>> start Given records

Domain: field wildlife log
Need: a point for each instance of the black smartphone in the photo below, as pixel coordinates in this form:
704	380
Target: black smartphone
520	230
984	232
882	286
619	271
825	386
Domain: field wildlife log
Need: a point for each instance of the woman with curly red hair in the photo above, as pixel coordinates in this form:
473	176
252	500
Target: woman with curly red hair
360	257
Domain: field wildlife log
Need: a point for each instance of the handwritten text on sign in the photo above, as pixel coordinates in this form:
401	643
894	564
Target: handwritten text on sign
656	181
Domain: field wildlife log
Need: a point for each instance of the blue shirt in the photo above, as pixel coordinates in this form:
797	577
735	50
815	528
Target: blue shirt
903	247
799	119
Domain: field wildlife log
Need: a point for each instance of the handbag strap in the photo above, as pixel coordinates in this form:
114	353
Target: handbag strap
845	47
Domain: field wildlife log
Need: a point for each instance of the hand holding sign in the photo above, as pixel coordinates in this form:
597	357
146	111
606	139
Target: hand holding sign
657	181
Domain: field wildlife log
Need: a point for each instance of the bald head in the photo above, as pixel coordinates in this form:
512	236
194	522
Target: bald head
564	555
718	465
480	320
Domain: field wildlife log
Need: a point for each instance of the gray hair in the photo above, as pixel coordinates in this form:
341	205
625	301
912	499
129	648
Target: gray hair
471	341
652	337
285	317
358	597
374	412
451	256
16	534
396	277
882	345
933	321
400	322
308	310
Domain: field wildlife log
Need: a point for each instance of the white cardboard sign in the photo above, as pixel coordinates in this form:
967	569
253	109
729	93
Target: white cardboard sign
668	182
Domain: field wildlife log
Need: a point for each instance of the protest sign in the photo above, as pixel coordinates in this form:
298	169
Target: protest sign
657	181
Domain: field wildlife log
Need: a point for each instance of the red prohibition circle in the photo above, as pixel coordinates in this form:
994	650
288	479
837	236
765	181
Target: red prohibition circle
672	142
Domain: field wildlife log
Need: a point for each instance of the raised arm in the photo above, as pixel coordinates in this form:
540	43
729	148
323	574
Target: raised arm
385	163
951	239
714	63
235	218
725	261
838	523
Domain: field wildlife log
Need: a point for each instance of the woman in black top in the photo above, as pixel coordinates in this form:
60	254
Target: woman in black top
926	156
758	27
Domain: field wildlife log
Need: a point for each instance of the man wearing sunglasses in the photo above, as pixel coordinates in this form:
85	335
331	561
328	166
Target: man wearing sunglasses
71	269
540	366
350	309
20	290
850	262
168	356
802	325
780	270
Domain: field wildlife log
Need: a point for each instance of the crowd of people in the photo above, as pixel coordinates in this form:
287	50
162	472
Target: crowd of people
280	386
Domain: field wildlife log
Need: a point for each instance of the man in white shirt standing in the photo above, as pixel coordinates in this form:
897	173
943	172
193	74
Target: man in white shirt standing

>> end Given records

◆ **Exercise**: Copy all of the data. Keep every word exactly as it is.

◆ **Answer to the exercise**:
Domain: field wildlife log
Need: a point for each instance of the black smartphone in the photo below, as pixel coordinates in this form:
704	380
Target: black smartphone
520	230
984	232
882	286
619	271
825	386
Domain: field wildlife log
Need: a point for each instance of the woman with curly red hair in the photo above, as pixel coordinates in this form:
473	176
252	500
Target: woman with curly red hair
360	257
Domain: field wildlife log
Need: a point for each instance of the handwritten text on sign in the photo above, as pixel coordinates in this form:
401	643
894	564
Target: handwritten text on sign
656	181
Domain: field wildlife log
Need: a point for each instance of the blue shirt in the photo above, as pixel coordinates in this form:
797	577
735	50
815	528
Target: blue shirt
903	247
799	119
Domain: field wildlife log
Need: a point for each instance of the handbag strap in the photo above, as pixel coordinates in this form:
114	353
Target: handbag strap
845	47
Domain: field wildlife log
Need: a point for each instance of the hand holding sign in the photo above, as pixel coordinates in this form:
597	357
146	111
606	139
Target: hand holding sign
657	181
Domain: field wildlife log
Need: a point for each instance of the bald head in the photo above, as pixel coordinates in this form:
512	236
194	522
Target: bald head
564	555
718	465
480	320
Domain: field wildlife log
Need: a point for each instance of the gray hair in the photo above, as pixel coordinates in this form:
341	205
625	301
912	499
129	648
Target: gray hair
471	341
652	337
285	317
358	597
374	412
451	256
16	534
396	277
882	345
933	321
400	322
308	310
Domain: field wildlife log
Need: a point for each instance of the white cardboard sign in the photo above, as pixel coordinates in this form:
967	569
253	109
729	93
Target: white cardboard sign
668	182
Domain: field wildlife log
Need: a point for each instance of the protest sign in the photo above, as pixel coordinates in this form:
298	169
Target: protest sign
657	181
Domain: field wildlife log
Need: a point for each instance of the red prohibition circle in the photo above, as pixel coordinates in this form:
994	650
288	479
837	236
765	181
Target: red prohibition circle
672	142
Domain: field wildlife log
Need: a point for each instance of the raised arm in the photo above, as pixel coordinates in this form:
540	43
729	148
323	574
Target: raised arm
385	163
951	239
714	63
235	218
725	261
838	523
Domain: field wildlife log
Need: a point for each instance of the woman in black top in the photo above, as pixel coordinates in this form:
60	254
Target: woman in black top
926	156
758	27
Domain: field wildlife log
Need: a point for each instance of the man wearing sunglasses in the photo above, as pixel coordinates in this form:
85	335
331	561
328	166
Target: man wearing sunglasses
71	269
540	366
350	309
20	290
850	262
168	356
802	325
780	270
Domain: field wildlife log
Need: a point for each instance of the crowd of people in the photo above, as pixel coordinates in this form:
287	50
162	472
Target: crowd of people
280	386
Domain: field wildlife log
Need: a point for each instance of the man in white shirt standing in the photo above, as pixel coordinates in this form:
897	173
943	172
193	74
Target: man in white shirt standing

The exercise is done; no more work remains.